Written instruction 1
Convert the listing below into a Markdown table with the columns Row and Entry, covering everything from the line containing "get_bbox(grass lawn)" down to the line containing "[204,652,389,676]", both included. Number the rows and leave out any blank lines.

Page text
"""
Similar to Fig. 2, but for 20 AU, and starting with molecular initial abundances. The converged (conv) grain size at 20 AU is 7.11 μm (see Table 1). We refer to the caption of Fig. 2 for a detailed description.

3.5 Initial atomic abundances at 5 AU and 57 K

Starting with atomic abundances at 57 K with the fiducial 0.1 micron-sized grains, the top panel of Fig. 5 shows that CO2 ice and O2 gas quickly (<10 kyr) locks up the majority of С and О and remain the main carriers of С and О throughout the evolution. For larger grain size choices (except for “vary”), much of the О is processed into H2O (~10−4 ice, middle panel) at the expense of the CO2 ice throughout the evolution (bottom panel), while O2 gas remains at ±50% of the level in the top panel throughout the evolution and for all choices of grain sizes. The С that is available for the decreasing abundance of CO2 ice for larger grain sizes is primarily processed into CO gas (bottom panel). Ultimately, these changes mean that O2 gas, CO gas, and H2O ice all have similar abundances when larger grain sizes are assumed.

For N, choices of larger grain sizes generally mean a decrease in HCN ice abundance and an increase in NH3 ice and N2 gas abundances (except for 1mm grains, for which there is no increase in NH3 ice). For S, most of the S carried in SO2 ice in the top panel is processed into H2S gas for choices of larger grain sizes.
"""
Written instruction 2
Continue the passage on grain size and chemical abundances from its last sentence.

Record excerpts
"""
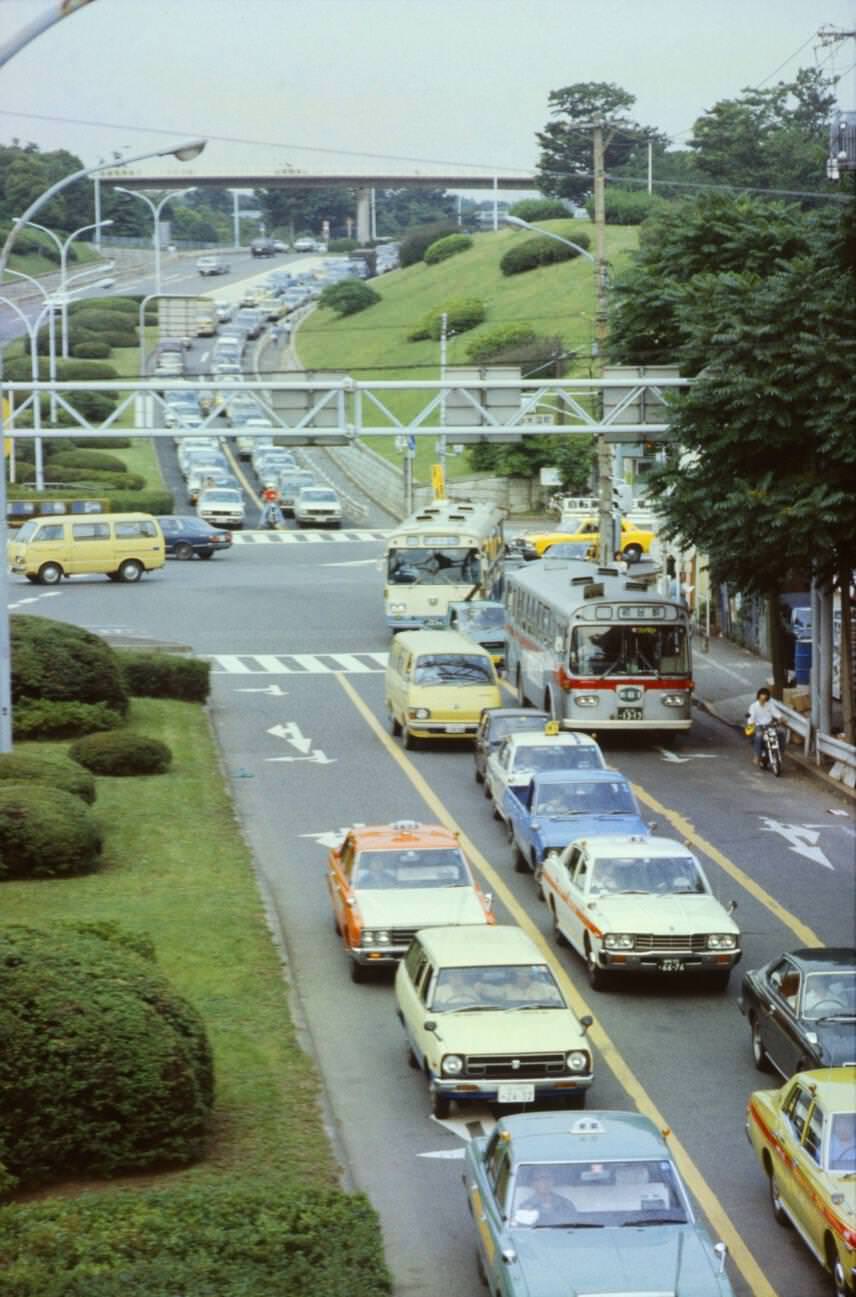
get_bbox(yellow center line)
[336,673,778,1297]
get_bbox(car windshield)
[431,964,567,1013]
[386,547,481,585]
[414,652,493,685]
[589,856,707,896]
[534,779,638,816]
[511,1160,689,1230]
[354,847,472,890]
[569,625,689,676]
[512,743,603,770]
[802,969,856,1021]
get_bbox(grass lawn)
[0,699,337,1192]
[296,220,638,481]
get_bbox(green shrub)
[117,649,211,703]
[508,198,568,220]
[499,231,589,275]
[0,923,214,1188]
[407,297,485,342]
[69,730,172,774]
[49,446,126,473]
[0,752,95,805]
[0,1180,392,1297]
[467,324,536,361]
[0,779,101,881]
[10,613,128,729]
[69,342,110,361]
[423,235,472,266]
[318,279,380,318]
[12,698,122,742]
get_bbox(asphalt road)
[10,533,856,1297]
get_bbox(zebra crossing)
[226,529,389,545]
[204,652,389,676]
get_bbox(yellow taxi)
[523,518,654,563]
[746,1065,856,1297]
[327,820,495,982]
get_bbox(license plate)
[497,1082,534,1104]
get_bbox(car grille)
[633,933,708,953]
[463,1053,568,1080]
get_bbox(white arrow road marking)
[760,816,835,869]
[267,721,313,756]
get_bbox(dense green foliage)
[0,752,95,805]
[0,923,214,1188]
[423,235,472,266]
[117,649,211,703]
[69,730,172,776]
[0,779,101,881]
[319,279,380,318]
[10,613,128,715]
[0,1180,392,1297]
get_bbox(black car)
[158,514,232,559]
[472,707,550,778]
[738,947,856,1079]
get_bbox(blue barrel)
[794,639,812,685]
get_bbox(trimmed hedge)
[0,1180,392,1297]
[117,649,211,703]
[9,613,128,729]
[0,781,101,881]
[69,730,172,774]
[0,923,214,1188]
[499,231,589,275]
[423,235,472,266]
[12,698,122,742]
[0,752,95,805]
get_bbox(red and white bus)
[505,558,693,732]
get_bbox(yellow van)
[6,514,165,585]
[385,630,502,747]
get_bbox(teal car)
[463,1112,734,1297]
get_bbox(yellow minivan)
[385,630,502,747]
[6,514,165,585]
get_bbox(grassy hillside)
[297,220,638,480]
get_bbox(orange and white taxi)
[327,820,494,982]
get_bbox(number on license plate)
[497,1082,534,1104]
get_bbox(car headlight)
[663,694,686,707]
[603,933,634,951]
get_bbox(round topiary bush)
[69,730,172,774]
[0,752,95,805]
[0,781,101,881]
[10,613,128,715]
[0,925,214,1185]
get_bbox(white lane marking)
"""
Exercise answer 1
| Row | Entry |
|---|---|
| 1 | get_bbox(grass lawn) |
| 2 | [0,699,337,1192] |
| 3 | [296,220,638,481] |
| 4 | get_bbox(green shrub) |
| 5 | [117,649,211,703] |
| 6 | [508,198,568,220] |
| 7 | [499,231,589,275] |
| 8 | [0,923,214,1188] |
| 9 | [407,297,485,342] |
| 10 | [69,730,172,774] |
| 11 | [49,446,126,473] |
| 12 | [0,752,95,805] |
| 13 | [0,1180,392,1297] |
| 14 | [467,324,536,361] |
| 15 | [0,779,101,881] |
| 16 | [10,613,128,729] |
| 17 | [69,342,110,361] |
| 18 | [423,235,472,266] |
| 19 | [318,279,380,318] |
| 20 | [12,698,122,742] |
| 21 | get_bbox(asphalt road) |
| 22 | [10,533,856,1297] |
| 23 | get_bbox(zebra crossing) |
| 24 | [226,529,389,545] |
| 25 | [204,652,389,676] |

Exercise answer 2
3.6 Initial molecular abundances at 20 AU and 25 K

At 25 K, CO and N2 are the only carriers of C, O, and N that are mainly in the gas phase. The top panel in Fig. 6 shows that H2O ice (at ~3 × 10−4 with respect to H, thereby accounting for ~60% of the elemental O) and CO2 ice (at ~10−4 with respect to H) are the dominant carriers of С and О throughout the chemical evolution. For grain size choices different from the fiducial, the middle panel shows that H2O ice increases slightly (~20%) and CO2 ice decreases slightly, but they both remain the dominant carriers of С and О at all grain size choices and timescales. The CO gas abundance, on the other hand, varies dramatically at different evolution timescales in the bottom panel, but the abundance changes for CO gas as a function of evolution time are similar for different grain size choices. In other words, for larger grain sizes, the choice of grain size does not matter as much for its abundance as the evolution time. The С that is left over from the decreasing CO gas and CO2 abundances is processed into species such as CH4 ice and HCN ice for the largest grain sizes of 0.1−1 mm. This processing into HCN ice in turn leads to a decrease in the abundances of NH3 ice and N2 gas at late evolutionary times, as shown in the middle panel.

At most evolutionary times and for grain sizes of 10 micron (“1em3”) or smaller, some of the С from the decreasing CO2 ice abundance adds to the C2H6 ice abundances. The CH3OH ice abundance decreases more with longer evolution time. It is up to two orders of magnitude lower by 10 Myr of chemical evolution for all grain size choices than it is for the fiducial grain size. Sulphur is processed from SO ice into H2S ice for larger grain size choices. This causes the difference in the abundances of the two species in the top panel to be evened out so that they each carry roughly similar amounts of elemental S by evolutionary times longer than 1 Myr.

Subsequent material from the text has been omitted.